Stated exercise: Reproduce the material below, substituting "marker" for every occurrence of "pin" and leaving everything else unchanged.

[Begin Data to process]

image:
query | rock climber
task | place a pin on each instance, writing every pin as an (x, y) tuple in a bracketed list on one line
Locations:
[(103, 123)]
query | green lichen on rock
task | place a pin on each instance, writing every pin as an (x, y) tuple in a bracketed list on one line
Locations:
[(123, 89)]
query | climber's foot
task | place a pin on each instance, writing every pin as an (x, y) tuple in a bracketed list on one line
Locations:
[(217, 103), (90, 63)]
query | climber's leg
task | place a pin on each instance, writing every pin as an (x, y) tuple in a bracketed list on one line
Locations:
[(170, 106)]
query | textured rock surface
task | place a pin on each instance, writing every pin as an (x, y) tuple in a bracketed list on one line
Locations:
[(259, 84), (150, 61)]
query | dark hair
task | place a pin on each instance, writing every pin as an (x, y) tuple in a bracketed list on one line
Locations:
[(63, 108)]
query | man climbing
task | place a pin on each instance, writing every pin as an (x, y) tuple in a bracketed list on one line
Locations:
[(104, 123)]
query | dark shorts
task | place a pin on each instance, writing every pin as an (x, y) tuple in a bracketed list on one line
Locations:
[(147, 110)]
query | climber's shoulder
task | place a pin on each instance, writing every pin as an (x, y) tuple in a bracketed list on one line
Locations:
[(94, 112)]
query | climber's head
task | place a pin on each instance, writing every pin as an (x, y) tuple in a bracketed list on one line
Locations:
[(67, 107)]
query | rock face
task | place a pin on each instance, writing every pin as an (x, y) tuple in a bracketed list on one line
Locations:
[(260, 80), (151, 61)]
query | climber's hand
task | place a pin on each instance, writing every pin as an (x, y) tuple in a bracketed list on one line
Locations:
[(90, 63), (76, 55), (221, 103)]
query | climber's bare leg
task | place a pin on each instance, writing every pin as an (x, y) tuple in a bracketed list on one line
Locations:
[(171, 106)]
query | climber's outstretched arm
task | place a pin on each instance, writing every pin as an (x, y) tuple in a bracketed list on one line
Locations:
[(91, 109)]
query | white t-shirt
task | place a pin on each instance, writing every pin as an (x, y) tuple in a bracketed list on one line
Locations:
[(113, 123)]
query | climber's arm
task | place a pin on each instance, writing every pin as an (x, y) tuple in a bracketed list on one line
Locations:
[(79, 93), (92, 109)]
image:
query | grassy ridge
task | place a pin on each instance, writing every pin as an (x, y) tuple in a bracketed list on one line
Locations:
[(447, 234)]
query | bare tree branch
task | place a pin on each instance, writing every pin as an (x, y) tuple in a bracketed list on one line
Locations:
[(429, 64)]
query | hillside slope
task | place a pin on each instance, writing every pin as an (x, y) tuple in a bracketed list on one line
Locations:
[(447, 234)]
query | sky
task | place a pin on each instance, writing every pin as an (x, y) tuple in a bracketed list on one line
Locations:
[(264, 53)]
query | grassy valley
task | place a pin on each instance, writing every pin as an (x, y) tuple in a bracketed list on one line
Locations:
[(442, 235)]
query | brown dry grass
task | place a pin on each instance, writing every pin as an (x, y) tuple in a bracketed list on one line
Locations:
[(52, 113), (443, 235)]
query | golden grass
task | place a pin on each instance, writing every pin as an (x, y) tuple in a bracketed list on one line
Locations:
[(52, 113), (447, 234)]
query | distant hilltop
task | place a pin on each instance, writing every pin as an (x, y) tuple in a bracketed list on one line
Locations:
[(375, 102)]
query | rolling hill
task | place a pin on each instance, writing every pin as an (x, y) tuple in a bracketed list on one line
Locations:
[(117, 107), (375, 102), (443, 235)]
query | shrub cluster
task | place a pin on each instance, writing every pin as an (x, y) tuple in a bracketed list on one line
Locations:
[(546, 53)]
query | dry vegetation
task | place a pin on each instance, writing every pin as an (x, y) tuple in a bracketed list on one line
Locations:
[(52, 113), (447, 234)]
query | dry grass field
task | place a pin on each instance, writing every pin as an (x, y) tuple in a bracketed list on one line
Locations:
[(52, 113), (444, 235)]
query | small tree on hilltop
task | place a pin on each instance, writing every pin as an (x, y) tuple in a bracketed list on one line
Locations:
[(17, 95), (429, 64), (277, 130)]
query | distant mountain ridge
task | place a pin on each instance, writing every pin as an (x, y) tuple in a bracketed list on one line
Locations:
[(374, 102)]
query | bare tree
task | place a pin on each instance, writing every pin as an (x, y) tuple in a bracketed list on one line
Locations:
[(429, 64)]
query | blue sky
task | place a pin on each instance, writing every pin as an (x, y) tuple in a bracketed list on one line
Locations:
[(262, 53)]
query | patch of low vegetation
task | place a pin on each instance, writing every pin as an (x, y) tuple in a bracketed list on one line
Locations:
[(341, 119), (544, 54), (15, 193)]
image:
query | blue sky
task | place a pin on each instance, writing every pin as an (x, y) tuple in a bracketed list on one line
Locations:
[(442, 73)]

[End Data to process]

Answer to the exercise:
image:
query | rock climber
task | place a marker on each instance, writing every marker as an (x, y) tuple in a bracketed list on one line
Locations:
[(103, 123)]
query | green lichen on rock
task | place a marker on each instance, writing every marker as an (x, y) tuple in a bracketed list on one line
Locations:
[(123, 89)]
query | climber's foot
task | place a marker on each instance, writing every marker as an (x, y) tuple in a bracketed list on one line
Locations:
[(217, 103), (90, 63)]
query | climber's leg
task | place a marker on each instance, writing every marker as an (x, y) tuple in a bracketed list on one line
Locations:
[(170, 106)]
query | textured rock surface
task | place a marker on each instance, writing every marker as an (x, y) tuple in a bracketed list on one line
Locations:
[(259, 84), (150, 61)]
query | dark hair
task | place a marker on each instance, writing every marker as an (x, y) tuple in a bracketed list on one line
Locations:
[(63, 108)]
query | man climbing
task | place a marker on each instance, writing every marker as an (x, y) tuple in a bracketed list on one line
Locations:
[(104, 123)]
query | dark shorts
task | place a marker on each instance, writing every marker as an (x, y) tuple in a bracketed list on one line
Locations:
[(147, 110)]
query | climber's shoulder
task | place a marker on each instance, writing every marker as an (x, y) tuple in a bracketed list on one line
Locations:
[(94, 112)]
query | climber's head
task | place a marker on each instance, writing every marker as an (x, y) tuple in a bracketed list on one line
Locations:
[(67, 107)]
query | rock face
task | place a marker on each instance, writing every marker as an (x, y) tuple in a bracketed list on one line
Locations:
[(260, 80), (151, 61)]
query | climber's hand
task | place a marker on each instance, writing every marker as an (x, y) tuple in a bracketed list on one line
Locations:
[(90, 63), (76, 55), (221, 103)]
query | climber's bare leg
task | place a marker on each instance, writing every marker as an (x, y) tuple in a bracketed list on one line
Locations:
[(171, 106)]
query | climber's outstretched arm
task | place a marker on each instance, writing every marker as an (x, y) tuple in a bracketed list on one line
Locations:
[(91, 109)]
query | white t-shirt
task | place a marker on each instance, writing every marker as an (x, y) tuple in a bracketed list on one line
Locations:
[(113, 123)]
query | climber's arm
task | place a marker on each instance, writing every marker as an (x, y) tuple in a bracketed list on one line
Locations:
[(79, 93), (92, 109)]
image:
query | grassy ridge
task | place a marker on each instance, writing every marker as an (x, y) tuple in a bracketed list on one line
Locations:
[(447, 234)]
query | bare tree branch
task | place a marker on each instance, writing every marker as an (x, y) tuple in a bracketed list on one line
Locations:
[(429, 64)]
query | hillside slope
task | place a marker on each instance, writing every marker as an (x, y) tuple in a bracketed list on one line
Locations:
[(447, 234)]
query | sky
task | place a marker on each instance, writing every marker as an (x, y) tuple in a bracketed list on one line
Locations:
[(264, 53)]
query | grassy valley
task | place a marker on each instance, writing every marker as an (x, y) tuple in a bracketed list on one line
Locations:
[(442, 235)]
query | brown dry grass
task | place a marker on each instance, writing every marker as an (x, y) tuple in a bracketed list on one line
Locations:
[(52, 113), (443, 235)]
query | golden grass
task | place a marker on each instance, writing every marker as an (x, y) tuple in a bracketed list on one line
Locations:
[(52, 113), (447, 234)]
query | distant hilltop
task | place a marker on each instance, writing every marker as an (x, y) tuple in a bracketed list on one line
Locations:
[(375, 102)]
query | rolling hill
task | place a marker on each instance, writing every marker as an (x, y) tuple in a bracketed list on one line
Locations:
[(117, 107), (375, 102), (443, 235)]
query | shrub cluster
task | place a marker on each instance, writing every marker as an (x, y) tuple in a bracketed list on one line
Locations:
[(546, 53)]
query | dry vegetation
task | place a marker on each instance, writing every marker as an (x, y) tuple in a bracketed list on one line
Locations:
[(52, 113), (447, 234)]
query | dry grass field
task | place a marker on each instance, writing every marker as an (x, y) tuple in a bracketed list on one line
Locations:
[(52, 113), (444, 235)]
query | small tree on hilltop
task | place a marker on each instance, writing every marker as an (x, y) tuple in a bracketed list on one line
Locations:
[(17, 95), (429, 64), (277, 130)]
query | distant mountain ridge
task | place a marker on each instance, writing every marker as an (x, y) tuple in a bracketed list on one line
Locations:
[(374, 102)]
query | bare tree
task | place a marker on each instance, writing every marker as an (x, y) tuple in a bracketed list on one line
Locations:
[(429, 64)]
query | blue sky
task | place a marker on each instance, writing every marker as an (x, y) tuple in a bracketed list on one line
Locations:
[(262, 53)]
query | patch of low vegetation
task | place a marker on each instance, writing every marker as an (x, y) tuple in a bracketed list on one line
Locations:
[(341, 119), (544, 54), (15, 193)]
image:
query | blue sky
task | place a marker on each instance, writing every marker as an (x, y) tuple in a bracketed list on one line
Locations:
[(442, 73)]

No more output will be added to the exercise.